## RECORDS PROVIDED
========================================================================

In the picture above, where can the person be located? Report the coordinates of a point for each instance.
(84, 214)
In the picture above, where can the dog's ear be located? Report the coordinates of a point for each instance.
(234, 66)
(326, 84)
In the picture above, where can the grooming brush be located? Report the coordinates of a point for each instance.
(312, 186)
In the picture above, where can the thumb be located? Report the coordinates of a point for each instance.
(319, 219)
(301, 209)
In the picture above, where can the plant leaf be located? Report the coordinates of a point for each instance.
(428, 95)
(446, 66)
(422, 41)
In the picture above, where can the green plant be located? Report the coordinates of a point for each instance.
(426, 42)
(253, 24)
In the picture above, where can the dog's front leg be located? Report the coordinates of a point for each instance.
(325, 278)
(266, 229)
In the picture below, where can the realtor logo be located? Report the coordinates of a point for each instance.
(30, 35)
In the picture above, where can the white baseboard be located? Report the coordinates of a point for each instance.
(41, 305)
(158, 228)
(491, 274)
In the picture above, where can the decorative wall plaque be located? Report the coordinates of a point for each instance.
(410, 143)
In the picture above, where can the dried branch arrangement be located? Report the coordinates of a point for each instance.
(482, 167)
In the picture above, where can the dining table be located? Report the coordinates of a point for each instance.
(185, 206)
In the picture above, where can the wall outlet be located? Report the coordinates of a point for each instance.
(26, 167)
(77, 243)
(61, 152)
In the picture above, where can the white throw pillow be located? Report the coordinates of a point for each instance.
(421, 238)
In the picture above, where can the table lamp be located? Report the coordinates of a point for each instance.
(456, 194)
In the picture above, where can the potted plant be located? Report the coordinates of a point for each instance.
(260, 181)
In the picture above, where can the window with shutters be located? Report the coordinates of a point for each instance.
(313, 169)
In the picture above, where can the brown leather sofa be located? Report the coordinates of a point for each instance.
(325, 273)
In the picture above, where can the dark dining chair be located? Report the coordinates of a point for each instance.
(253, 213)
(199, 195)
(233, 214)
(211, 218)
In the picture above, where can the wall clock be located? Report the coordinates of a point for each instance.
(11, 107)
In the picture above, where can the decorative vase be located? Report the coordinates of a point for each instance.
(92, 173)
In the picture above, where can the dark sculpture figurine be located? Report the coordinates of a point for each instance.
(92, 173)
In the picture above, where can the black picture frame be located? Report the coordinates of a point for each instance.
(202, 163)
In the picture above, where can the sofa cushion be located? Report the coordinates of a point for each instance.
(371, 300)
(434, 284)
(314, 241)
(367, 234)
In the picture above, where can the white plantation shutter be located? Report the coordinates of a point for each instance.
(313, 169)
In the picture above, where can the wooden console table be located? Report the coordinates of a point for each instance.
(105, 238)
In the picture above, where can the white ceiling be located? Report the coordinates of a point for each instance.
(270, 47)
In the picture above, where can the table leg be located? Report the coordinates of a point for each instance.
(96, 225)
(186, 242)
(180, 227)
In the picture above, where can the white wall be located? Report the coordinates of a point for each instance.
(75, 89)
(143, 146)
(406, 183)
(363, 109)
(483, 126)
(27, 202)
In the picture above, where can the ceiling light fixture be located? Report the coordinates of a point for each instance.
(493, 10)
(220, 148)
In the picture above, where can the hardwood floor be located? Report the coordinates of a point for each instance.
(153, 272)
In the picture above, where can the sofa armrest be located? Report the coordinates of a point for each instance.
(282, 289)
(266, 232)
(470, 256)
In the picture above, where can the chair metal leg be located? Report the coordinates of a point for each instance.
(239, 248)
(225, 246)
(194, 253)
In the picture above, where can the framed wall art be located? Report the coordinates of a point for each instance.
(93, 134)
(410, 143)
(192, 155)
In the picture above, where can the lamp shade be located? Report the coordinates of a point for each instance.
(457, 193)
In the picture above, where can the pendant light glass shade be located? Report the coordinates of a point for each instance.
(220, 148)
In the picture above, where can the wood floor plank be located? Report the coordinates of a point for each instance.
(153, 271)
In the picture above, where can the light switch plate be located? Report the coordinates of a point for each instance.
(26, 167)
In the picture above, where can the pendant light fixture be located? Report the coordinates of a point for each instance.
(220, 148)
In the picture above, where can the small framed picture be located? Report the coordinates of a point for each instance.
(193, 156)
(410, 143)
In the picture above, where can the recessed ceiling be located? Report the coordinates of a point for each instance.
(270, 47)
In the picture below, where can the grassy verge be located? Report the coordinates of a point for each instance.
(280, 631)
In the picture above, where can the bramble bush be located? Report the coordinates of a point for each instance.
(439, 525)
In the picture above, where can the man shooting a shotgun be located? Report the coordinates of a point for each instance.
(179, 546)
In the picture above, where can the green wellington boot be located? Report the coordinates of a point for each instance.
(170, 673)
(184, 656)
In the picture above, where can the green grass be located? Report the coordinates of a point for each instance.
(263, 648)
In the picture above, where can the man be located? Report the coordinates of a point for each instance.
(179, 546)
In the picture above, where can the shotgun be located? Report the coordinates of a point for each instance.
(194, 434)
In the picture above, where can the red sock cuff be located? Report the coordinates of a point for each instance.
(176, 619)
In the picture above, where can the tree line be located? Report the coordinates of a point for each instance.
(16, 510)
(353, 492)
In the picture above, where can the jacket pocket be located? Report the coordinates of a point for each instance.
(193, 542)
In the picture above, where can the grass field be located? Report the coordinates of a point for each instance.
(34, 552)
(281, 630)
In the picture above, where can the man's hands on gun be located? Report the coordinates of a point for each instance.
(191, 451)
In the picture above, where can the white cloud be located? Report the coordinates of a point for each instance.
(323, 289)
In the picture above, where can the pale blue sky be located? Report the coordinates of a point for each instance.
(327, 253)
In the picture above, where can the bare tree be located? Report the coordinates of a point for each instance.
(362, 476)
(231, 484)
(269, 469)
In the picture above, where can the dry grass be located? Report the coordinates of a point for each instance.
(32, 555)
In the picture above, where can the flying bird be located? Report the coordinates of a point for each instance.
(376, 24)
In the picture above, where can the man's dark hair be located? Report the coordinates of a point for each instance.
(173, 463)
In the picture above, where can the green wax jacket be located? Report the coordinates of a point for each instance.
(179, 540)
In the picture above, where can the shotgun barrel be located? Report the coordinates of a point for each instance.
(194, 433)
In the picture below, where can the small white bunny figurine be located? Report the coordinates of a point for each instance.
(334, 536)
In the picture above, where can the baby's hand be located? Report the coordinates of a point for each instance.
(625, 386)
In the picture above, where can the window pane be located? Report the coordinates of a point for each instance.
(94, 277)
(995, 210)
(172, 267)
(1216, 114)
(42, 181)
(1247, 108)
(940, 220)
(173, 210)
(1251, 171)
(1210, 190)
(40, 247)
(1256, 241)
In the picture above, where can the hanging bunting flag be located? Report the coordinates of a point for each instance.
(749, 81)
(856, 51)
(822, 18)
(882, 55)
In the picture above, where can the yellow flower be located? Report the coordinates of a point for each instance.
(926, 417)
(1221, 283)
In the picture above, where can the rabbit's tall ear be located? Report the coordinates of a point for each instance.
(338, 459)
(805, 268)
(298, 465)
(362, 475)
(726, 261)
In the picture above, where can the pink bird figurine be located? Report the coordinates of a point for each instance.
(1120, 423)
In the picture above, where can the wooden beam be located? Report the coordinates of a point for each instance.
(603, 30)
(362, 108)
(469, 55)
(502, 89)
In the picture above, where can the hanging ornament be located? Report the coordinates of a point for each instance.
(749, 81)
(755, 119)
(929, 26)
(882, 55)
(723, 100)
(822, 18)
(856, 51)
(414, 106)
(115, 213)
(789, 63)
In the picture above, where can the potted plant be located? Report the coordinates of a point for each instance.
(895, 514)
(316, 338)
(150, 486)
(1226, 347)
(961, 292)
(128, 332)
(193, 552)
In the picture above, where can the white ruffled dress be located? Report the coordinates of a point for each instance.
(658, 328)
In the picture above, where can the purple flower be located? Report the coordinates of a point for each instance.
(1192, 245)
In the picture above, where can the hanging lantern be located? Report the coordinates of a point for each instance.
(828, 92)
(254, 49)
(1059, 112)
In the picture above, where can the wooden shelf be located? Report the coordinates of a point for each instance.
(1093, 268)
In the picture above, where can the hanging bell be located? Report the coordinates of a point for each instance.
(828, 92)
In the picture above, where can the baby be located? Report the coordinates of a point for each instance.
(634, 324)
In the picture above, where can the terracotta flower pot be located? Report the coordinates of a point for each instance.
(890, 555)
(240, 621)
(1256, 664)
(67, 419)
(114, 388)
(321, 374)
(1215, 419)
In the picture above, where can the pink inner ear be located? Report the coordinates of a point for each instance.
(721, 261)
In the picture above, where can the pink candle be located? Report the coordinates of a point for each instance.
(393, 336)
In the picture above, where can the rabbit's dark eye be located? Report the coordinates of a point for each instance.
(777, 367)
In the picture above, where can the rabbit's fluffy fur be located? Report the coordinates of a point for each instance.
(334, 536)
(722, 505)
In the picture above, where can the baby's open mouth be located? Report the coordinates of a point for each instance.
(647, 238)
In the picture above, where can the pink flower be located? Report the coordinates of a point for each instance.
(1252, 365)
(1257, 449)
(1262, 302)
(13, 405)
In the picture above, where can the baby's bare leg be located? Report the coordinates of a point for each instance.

========================================================================

## YOUR GOAL
Copy every line of the records from the one containing "In the picture below, where can the small" down to the one containing "(1256, 241)", both included, leaving the requests unchanged and raising each coordinate in the answers by 113.

## ANSWER TO THE TASK
In the picture below, where can the small white bunny figurine be located? Report the coordinates of a point for each instance.
(447, 649)
In the picture above, where can the baby's hand be located? Report the coordinates of a point for each instance.
(738, 499)
In the picture above, where can the window pane be located? Report the coordinates of a point for each instance.
(207, 390)
(1108, 323)
(285, 380)
(1329, 227)
(155, 294)
(1360, 221)
(1053, 333)
(286, 323)
(1364, 284)
(1323, 303)
(153, 360)
(1369, 354)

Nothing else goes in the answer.